* _About this exercise_: Every line with the word "logo" in it should be extracted from the data that follows.

* _Exercise materials_:

++++++

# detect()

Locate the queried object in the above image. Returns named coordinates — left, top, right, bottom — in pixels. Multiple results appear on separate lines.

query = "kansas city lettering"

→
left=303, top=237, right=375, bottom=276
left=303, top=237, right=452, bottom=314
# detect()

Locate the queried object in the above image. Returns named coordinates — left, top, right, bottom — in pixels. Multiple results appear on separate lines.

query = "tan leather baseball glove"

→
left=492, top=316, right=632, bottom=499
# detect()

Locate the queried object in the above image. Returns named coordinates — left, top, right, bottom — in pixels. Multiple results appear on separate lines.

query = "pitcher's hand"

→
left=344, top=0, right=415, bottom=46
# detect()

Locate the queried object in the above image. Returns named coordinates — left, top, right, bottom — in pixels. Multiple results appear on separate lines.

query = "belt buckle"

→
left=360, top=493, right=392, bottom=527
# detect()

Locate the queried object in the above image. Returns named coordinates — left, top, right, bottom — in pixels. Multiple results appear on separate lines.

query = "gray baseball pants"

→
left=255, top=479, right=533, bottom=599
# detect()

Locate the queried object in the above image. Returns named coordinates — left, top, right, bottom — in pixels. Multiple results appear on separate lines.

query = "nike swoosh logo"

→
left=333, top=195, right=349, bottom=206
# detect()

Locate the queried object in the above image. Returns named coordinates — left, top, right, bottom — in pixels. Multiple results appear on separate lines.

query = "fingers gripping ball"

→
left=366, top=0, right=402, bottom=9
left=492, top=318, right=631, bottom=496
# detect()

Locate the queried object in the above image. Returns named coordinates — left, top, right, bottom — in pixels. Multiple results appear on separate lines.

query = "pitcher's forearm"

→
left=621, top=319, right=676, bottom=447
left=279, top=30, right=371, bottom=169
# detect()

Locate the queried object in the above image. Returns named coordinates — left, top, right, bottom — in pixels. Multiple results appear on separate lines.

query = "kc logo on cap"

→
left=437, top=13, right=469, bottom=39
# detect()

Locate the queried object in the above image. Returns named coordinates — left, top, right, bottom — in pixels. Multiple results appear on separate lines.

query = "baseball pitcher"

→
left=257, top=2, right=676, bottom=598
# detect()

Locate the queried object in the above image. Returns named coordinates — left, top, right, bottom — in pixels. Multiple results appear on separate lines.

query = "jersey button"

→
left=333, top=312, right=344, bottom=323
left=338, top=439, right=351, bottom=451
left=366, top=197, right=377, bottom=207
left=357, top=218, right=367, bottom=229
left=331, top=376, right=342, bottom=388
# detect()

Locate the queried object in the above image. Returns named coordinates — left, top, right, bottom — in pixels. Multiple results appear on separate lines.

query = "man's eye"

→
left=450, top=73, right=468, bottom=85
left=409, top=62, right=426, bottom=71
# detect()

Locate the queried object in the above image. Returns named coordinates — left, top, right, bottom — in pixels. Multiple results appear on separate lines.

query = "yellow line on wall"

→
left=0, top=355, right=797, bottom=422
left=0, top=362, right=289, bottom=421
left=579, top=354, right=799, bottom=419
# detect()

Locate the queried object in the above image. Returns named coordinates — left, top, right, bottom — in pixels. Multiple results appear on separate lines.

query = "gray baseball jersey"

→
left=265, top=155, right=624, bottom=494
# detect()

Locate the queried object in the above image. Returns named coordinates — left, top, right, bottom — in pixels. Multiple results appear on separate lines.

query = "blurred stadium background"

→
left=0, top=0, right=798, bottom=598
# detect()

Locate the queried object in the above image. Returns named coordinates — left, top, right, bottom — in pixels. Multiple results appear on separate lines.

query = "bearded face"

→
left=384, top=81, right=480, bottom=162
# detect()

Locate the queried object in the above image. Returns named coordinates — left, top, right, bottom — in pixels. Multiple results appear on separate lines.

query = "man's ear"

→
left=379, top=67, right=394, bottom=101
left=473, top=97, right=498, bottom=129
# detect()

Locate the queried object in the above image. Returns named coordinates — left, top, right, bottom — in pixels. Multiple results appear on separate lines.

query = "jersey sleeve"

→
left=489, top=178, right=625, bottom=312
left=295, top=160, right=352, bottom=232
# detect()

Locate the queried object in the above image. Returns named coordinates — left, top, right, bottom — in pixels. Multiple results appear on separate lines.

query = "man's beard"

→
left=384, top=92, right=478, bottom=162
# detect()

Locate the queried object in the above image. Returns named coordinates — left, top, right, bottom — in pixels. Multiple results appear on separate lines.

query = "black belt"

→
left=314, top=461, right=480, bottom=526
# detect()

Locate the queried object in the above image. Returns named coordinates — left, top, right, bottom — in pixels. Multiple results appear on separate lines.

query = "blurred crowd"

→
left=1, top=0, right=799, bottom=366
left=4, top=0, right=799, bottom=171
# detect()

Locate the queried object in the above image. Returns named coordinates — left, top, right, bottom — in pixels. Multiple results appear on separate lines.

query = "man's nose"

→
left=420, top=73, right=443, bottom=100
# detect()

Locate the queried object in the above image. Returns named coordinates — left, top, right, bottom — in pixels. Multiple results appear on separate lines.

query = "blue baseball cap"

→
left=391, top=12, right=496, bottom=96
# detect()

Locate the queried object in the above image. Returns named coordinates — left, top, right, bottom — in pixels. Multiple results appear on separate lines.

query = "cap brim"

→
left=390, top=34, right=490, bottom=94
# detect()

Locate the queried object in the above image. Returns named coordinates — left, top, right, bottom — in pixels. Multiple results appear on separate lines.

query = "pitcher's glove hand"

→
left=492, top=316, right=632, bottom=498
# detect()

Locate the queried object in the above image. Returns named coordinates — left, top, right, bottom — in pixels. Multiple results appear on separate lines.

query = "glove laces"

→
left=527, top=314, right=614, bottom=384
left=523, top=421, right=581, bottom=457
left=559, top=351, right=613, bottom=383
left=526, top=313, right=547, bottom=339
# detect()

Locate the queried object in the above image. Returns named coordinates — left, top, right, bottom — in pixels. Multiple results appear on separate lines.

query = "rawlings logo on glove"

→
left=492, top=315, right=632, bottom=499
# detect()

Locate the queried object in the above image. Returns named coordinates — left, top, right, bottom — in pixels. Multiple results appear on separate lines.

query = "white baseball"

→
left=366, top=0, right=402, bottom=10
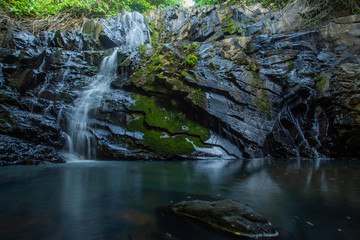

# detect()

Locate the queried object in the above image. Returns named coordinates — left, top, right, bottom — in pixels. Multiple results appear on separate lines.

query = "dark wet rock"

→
left=171, top=199, right=278, bottom=238
left=125, top=12, right=360, bottom=158
left=52, top=30, right=96, bottom=51
left=5, top=27, right=36, bottom=49
left=0, top=135, right=65, bottom=166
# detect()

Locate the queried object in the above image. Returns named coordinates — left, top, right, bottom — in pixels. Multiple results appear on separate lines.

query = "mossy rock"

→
left=126, top=94, right=210, bottom=155
left=315, top=74, right=330, bottom=94
left=129, top=94, right=209, bottom=139
left=188, top=88, right=207, bottom=109
left=245, top=69, right=272, bottom=120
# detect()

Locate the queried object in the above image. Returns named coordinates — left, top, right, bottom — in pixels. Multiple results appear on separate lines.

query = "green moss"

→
left=315, top=75, right=330, bottom=93
left=190, top=88, right=207, bottom=109
left=143, top=131, right=196, bottom=155
left=209, top=62, right=218, bottom=71
left=202, top=20, right=209, bottom=33
left=143, top=85, right=157, bottom=92
left=254, top=90, right=272, bottom=120
left=157, top=73, right=165, bottom=78
left=222, top=15, right=244, bottom=35
left=138, top=44, right=147, bottom=57
left=250, top=64, right=259, bottom=73
left=149, top=23, right=160, bottom=42
left=132, top=42, right=201, bottom=96
left=126, top=94, right=210, bottom=155
left=127, top=114, right=147, bottom=132
left=222, top=16, right=235, bottom=34
left=152, top=41, right=159, bottom=49
left=168, top=78, right=185, bottom=90
left=248, top=69, right=272, bottom=120
left=287, top=61, right=295, bottom=72
left=132, top=49, right=164, bottom=83
left=130, top=94, right=210, bottom=141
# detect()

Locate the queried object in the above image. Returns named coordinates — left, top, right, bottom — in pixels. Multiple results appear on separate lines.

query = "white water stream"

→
left=67, top=49, right=118, bottom=159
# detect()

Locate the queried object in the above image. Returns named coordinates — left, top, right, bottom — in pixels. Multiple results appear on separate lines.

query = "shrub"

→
left=186, top=54, right=199, bottom=66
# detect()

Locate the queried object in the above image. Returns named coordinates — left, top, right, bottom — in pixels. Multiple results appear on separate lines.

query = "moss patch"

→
left=248, top=68, right=272, bottom=120
left=127, top=94, right=210, bottom=155
left=130, top=95, right=209, bottom=140
left=315, top=74, right=330, bottom=94
left=131, top=42, right=203, bottom=103
left=138, top=44, right=147, bottom=57
left=146, top=19, right=161, bottom=43
left=189, top=88, right=207, bottom=109
left=221, top=15, right=244, bottom=36
left=132, top=44, right=165, bottom=87
left=287, top=61, right=295, bottom=72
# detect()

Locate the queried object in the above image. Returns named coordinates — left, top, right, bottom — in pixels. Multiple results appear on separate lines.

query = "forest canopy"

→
left=0, top=0, right=184, bottom=18
left=0, top=0, right=358, bottom=19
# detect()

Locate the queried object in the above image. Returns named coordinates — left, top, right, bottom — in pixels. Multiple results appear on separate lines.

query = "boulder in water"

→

++++++

* _Answer section_:
query = "nike swoosh logo"
query = "kc logo on cap"
query = "rawlings logo on glove"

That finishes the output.